> **Your task**
Transcribe the entries that follow, every word as written, and drop the pictures.

> **Given information**
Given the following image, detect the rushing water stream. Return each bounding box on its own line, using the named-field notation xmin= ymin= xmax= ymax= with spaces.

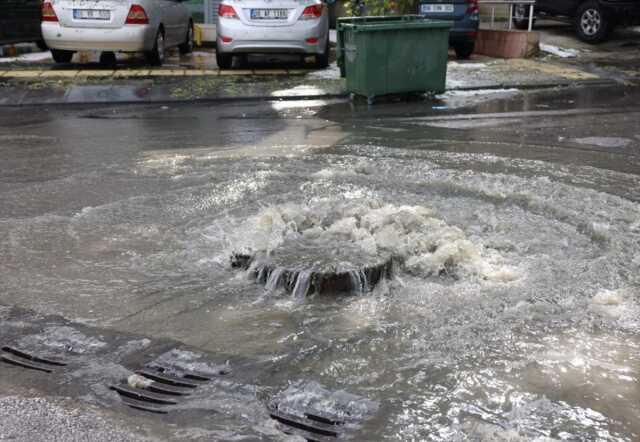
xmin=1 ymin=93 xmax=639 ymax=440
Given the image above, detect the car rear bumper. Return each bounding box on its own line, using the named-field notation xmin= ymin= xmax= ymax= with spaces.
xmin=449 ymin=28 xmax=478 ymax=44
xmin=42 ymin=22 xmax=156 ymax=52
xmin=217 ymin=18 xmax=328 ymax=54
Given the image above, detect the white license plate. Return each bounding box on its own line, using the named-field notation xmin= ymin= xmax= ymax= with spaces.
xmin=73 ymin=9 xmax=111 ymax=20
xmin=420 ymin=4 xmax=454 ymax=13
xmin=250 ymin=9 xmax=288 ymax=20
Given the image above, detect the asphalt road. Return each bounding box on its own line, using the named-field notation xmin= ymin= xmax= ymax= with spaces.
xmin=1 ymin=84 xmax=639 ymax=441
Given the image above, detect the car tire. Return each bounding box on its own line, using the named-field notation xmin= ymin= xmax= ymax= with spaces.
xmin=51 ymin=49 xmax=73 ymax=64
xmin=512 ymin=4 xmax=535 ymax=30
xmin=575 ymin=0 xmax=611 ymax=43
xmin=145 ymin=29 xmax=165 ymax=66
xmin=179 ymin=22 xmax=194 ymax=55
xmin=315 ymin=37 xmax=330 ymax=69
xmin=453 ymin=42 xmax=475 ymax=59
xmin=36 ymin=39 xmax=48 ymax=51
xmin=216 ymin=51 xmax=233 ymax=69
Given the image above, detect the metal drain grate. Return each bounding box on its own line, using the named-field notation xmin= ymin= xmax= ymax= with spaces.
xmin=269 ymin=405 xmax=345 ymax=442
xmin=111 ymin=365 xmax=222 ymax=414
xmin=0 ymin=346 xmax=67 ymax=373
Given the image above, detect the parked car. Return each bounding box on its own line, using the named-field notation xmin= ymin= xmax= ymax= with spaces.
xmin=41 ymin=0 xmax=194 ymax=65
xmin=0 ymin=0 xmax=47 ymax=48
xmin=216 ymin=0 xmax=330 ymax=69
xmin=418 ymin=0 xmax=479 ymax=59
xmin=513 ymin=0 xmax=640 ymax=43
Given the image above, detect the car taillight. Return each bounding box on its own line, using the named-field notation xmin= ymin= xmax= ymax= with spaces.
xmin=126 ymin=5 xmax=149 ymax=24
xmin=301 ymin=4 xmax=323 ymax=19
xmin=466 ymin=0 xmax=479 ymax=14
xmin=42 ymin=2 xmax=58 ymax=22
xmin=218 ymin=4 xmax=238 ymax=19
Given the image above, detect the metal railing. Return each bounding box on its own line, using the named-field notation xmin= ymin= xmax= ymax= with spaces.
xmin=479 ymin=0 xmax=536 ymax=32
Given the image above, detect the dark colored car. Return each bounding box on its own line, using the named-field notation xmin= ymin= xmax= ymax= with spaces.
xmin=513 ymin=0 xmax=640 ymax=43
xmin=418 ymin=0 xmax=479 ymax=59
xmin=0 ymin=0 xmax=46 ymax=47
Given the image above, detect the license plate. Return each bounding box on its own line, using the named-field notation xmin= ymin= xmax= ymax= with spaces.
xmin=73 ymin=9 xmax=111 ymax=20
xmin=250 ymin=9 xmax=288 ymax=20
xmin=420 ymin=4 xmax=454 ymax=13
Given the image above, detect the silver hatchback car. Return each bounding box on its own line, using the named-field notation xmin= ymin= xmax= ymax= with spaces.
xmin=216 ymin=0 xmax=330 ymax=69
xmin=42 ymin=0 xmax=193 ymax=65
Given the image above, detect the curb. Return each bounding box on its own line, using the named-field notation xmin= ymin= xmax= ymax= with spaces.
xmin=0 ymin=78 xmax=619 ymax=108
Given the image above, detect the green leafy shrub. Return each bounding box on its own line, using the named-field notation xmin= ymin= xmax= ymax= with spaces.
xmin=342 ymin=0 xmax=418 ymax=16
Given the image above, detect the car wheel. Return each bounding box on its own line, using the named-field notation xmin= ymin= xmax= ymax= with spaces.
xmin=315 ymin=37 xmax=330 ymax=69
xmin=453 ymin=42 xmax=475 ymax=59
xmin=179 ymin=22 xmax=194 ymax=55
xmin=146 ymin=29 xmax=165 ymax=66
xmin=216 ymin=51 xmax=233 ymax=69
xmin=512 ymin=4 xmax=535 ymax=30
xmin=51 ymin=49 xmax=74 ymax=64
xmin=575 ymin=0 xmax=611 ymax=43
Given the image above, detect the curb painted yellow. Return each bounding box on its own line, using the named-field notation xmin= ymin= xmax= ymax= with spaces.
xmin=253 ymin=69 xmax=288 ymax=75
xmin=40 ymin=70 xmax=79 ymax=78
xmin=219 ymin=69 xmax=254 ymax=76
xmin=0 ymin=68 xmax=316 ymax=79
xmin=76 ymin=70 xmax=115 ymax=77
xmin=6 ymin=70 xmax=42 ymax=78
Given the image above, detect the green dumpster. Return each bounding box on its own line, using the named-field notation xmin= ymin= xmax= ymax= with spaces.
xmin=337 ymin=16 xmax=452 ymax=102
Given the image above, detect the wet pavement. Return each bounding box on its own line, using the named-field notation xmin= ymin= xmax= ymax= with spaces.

> **Answer to this problem**
Given the following image, detect the rushing water stream. Return each bounding box on its own line, using the named-field notation xmin= ymin= xmax= ymax= with spaces.

xmin=1 ymin=93 xmax=639 ymax=440
Given the image above, detect the car rear bumper. Return each bounding box on its own line, using the named-field notation xmin= ymin= xmax= ymax= with spaces.
xmin=449 ymin=28 xmax=478 ymax=44
xmin=42 ymin=22 xmax=156 ymax=52
xmin=217 ymin=18 xmax=328 ymax=54
Given the image above, detect the white license plate. Return each bounding box on its own line, using the named-field notation xmin= ymin= xmax= ymax= with spaces.
xmin=73 ymin=9 xmax=111 ymax=20
xmin=420 ymin=4 xmax=454 ymax=13
xmin=250 ymin=9 xmax=288 ymax=20
Given the image above, detect the asphalt road. Return each bounding box on its own line, using the named-field notation xmin= ymin= xmax= ymax= with spaces.
xmin=1 ymin=84 xmax=639 ymax=441
Given the image above, detect the car tire. Return each bounding box on its own line, using the named-field notation xmin= ymin= xmax= ymax= with spaces.
xmin=51 ymin=49 xmax=73 ymax=64
xmin=512 ymin=4 xmax=535 ymax=30
xmin=575 ymin=0 xmax=611 ymax=43
xmin=145 ymin=29 xmax=165 ymax=66
xmin=179 ymin=22 xmax=194 ymax=55
xmin=315 ymin=37 xmax=330 ymax=69
xmin=453 ymin=42 xmax=475 ymax=59
xmin=36 ymin=39 xmax=48 ymax=51
xmin=216 ymin=51 xmax=233 ymax=69
Given the image above, detect the metal drain grate. Return each bounding box on its own line, using the named-field notation xmin= ymin= xmax= ymax= with spaces.
xmin=269 ymin=405 xmax=345 ymax=442
xmin=111 ymin=365 xmax=222 ymax=414
xmin=0 ymin=346 xmax=67 ymax=373
Given the image above, detect the parked car. Return each bounding box on its own line, using the named-field notation xmin= ymin= xmax= ymax= with spaces.
xmin=41 ymin=0 xmax=194 ymax=65
xmin=0 ymin=0 xmax=47 ymax=48
xmin=216 ymin=0 xmax=330 ymax=69
xmin=418 ymin=0 xmax=479 ymax=59
xmin=513 ymin=0 xmax=640 ymax=43
Given the image above, detect the car taillight. Return each bounding box on its own line, using the named-field notation xmin= ymin= xmax= ymax= with spaces.
xmin=126 ymin=5 xmax=149 ymax=24
xmin=301 ymin=4 xmax=323 ymax=19
xmin=466 ymin=0 xmax=479 ymax=14
xmin=42 ymin=2 xmax=58 ymax=22
xmin=218 ymin=4 xmax=238 ymax=19
Given the image above, detect the metal railing. Return each bounding box on its own line, using the named-field notation xmin= ymin= xmax= ymax= with spaces.
xmin=479 ymin=0 xmax=536 ymax=32
Given the image above, detect the dark colored car. Return each bounding box on its own line, using the named-field notation xmin= ymin= xmax= ymax= with spaces.
xmin=513 ymin=0 xmax=640 ymax=43
xmin=418 ymin=0 xmax=479 ymax=59
xmin=0 ymin=0 xmax=46 ymax=47
Given the image above, detect the license plate. Return each bounding box on its own line, using the named-field notation xmin= ymin= xmax= ymax= with spaces.
xmin=73 ymin=9 xmax=111 ymax=20
xmin=250 ymin=9 xmax=288 ymax=20
xmin=420 ymin=4 xmax=454 ymax=13
Given the image above, detect the silver hatchback car. Return each bounding box on its own line, using the named-field notation xmin= ymin= xmax= ymax= with spaces.
xmin=216 ymin=0 xmax=330 ymax=69
xmin=42 ymin=0 xmax=193 ymax=65
Given the image above, detect the curb. Return each bounding box on its own line, using the named-field notation xmin= ymin= xmax= ymax= with spaces.
xmin=0 ymin=78 xmax=619 ymax=108
Given the image above, detect the green leafy shrub. Return each bounding box on its own line, using the named-field notation xmin= ymin= xmax= ymax= with spaces.
xmin=342 ymin=0 xmax=418 ymax=16
Given the image above, detect the car wheel. Return each bounding box on its own line, using the named-field notation xmin= ymin= xmax= ymax= with spaces.
xmin=315 ymin=37 xmax=330 ymax=69
xmin=453 ymin=42 xmax=475 ymax=59
xmin=179 ymin=22 xmax=194 ymax=55
xmin=146 ymin=29 xmax=165 ymax=66
xmin=216 ymin=51 xmax=233 ymax=69
xmin=512 ymin=4 xmax=535 ymax=30
xmin=51 ymin=49 xmax=74 ymax=64
xmin=575 ymin=0 xmax=611 ymax=43
Given the image above, detect the curb painted yellow. Return each bounding box on its own line, using the named-field notation xmin= ymin= xmax= ymax= with spaces.
xmin=253 ymin=69 xmax=288 ymax=75
xmin=40 ymin=70 xmax=79 ymax=78
xmin=219 ymin=69 xmax=254 ymax=76
xmin=0 ymin=68 xmax=316 ymax=79
xmin=76 ymin=70 xmax=115 ymax=77
xmin=6 ymin=70 xmax=42 ymax=78
Given the image above, detect the green dumpster. Return each bounding box on its own line, using the named-field notation xmin= ymin= xmax= ymax= with spaces.
xmin=337 ymin=16 xmax=452 ymax=102
Given the image above, detect the wet pavement. Return each bounding box on its own line, using the named-field notation xmin= ymin= xmax= ymax= with spaces.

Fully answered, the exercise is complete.